* Page text

And how are we supposed to react to the finer details of the management and setting of oil prices? We could find a few negative similarities between the world of energy and the world of finance: a similar lack of transparency in price fluctuations; impossibility of knowing who is responsible for the price fluctuations, the frequency of which is likely to lead to breathtaking profits; uncontrollable speculation. The oil kings grow as rich as, if not more than, the kings of finance; they buy castles and palaces in the West, works of art, football teams; but it is mainly Europe that is appealed to for aid for the least-favoured Arab populations or oil-producing African states, which are so often the theatre of devastating conflicts over control of the oil-producing areas.
The resemblances we might note between the financial markets and the market for oil products should, in my opinion, lead to a similar disciplinary effort; to this end, Europe as a whole could be effective, without having to resign ourselves to the words attributed to Nicolas Sarkozy: “We can do nothing against the forces of the oil market”.
Admittedly, the radical solution lies within the intuition of Jacques Delors: creating a European Energy Community, in parallel to the current European Union. But as we know, Mr Delors is usually some 20 years ahead of the curve; and this, therefore, will not happen any time soon.
Human rights and foreign policy. Whilst we wait for this new Energy Community, the EU should also be taking account of other delicate yet essential aspects. The links between the energy policy and the requirement for the supplier countries to respect human rights and liberties are often brought up by the European Parliament, or at least by some of its members. Hannes Swoboda, leader of the Socialist Group, has stressed the need for the EU's relations with Russia in the field of energy (and, for that matter, all other areas) to be quite clear: “we need to be vigilant, to have a pragmatic yet critical approach, whenever there are human rights violations” (see EUROPE 10611).

* Written exercise A
Decide whether each statement below agrees with the passage on oil prices and European energy policy. For each one, answer yes or no and quote the words of the passage that settle it. (i) The passage expects the European Energy Community proposed by Jacques Delors to come about soon. (ii) Hannes Swoboda is described as leader of the Socialist Group. (iii) According to the passage, the oil kings buy football teams.

* Extracted records
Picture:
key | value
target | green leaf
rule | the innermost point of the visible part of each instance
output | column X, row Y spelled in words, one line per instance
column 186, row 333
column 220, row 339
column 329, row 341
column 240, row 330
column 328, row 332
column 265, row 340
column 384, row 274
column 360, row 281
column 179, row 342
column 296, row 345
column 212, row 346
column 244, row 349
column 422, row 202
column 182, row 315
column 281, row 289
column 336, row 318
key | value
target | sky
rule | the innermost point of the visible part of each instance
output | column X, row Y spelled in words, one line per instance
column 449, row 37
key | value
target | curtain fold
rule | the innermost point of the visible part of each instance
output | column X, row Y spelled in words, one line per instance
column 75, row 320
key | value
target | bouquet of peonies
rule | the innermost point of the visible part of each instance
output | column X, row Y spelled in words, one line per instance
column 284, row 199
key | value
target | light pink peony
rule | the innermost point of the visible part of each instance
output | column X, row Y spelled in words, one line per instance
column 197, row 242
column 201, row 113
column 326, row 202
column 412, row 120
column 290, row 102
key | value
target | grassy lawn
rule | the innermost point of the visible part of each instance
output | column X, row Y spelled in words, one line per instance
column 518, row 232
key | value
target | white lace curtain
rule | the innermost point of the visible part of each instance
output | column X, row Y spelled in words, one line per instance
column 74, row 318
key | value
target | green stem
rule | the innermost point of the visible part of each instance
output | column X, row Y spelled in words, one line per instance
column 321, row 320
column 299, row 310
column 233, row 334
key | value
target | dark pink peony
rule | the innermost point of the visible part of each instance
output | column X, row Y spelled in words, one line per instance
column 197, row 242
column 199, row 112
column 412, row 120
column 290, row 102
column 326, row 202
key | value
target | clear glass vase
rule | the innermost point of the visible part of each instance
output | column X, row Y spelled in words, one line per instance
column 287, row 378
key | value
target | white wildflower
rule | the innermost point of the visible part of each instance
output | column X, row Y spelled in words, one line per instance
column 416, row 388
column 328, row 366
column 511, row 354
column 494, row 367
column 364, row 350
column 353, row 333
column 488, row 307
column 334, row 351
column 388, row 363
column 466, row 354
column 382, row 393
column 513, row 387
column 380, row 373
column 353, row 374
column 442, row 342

* Written exercise B
Rewrite the part of the entries that runs from the start of the entries through the line containing "column 518, row 232", changing "innermost point" to "central point" and leaving everything else the same.

* Task response A
(i) No: "this, therefore, will not happen any time soon."
(ii) Yes: "Hannes Swoboda, leader of the Socialist Group"
(iii) Yes: "they buy castles and palaces in the West, works of art, football teams"

* Task response B
Picture:
key | value
target | green leaf
rule | the central point of the visible part of each instance
output | column X, row Y spelled in words, one line per instance
column 186, row 333
column 220, row 339
column 329, row 341
column 240, row 330
column 328, row 332
column 265, row 340
column 384, row 274
column 360, row 281
column 179, row 342
column 296, row 345
column 212, row 346
column 244, row 349
column 422, row 202
column 182, row 315
column 281, row 289
column 336, row 318
key | value
target | sky
rule | the central point of the visible part of each instance
output | column X, row Y spelled in words, one line per instance
column 449, row 37
key | value
target | curtain fold
rule | the central point of the visible part of each instance
output | column X, row Y spelled in words, one line per instance
column 75, row 320
key | value
target | bouquet of peonies
rule | the central point of the visible part of each instance
output | column X, row Y spelled in words, one line per instance
column 284, row 199
key | value
target | light pink peony
rule | the central point of the visible part of each instance
output | column X, row Y spelled in words, one line per instance
column 197, row 242
column 201, row 113
column 326, row 202
column 412, row 120
column 290, row 102
key | value
target | grassy lawn
rule | the central point of the visible part of each instance
output | column X, row Y spelled in words, one line per instance
column 518, row 232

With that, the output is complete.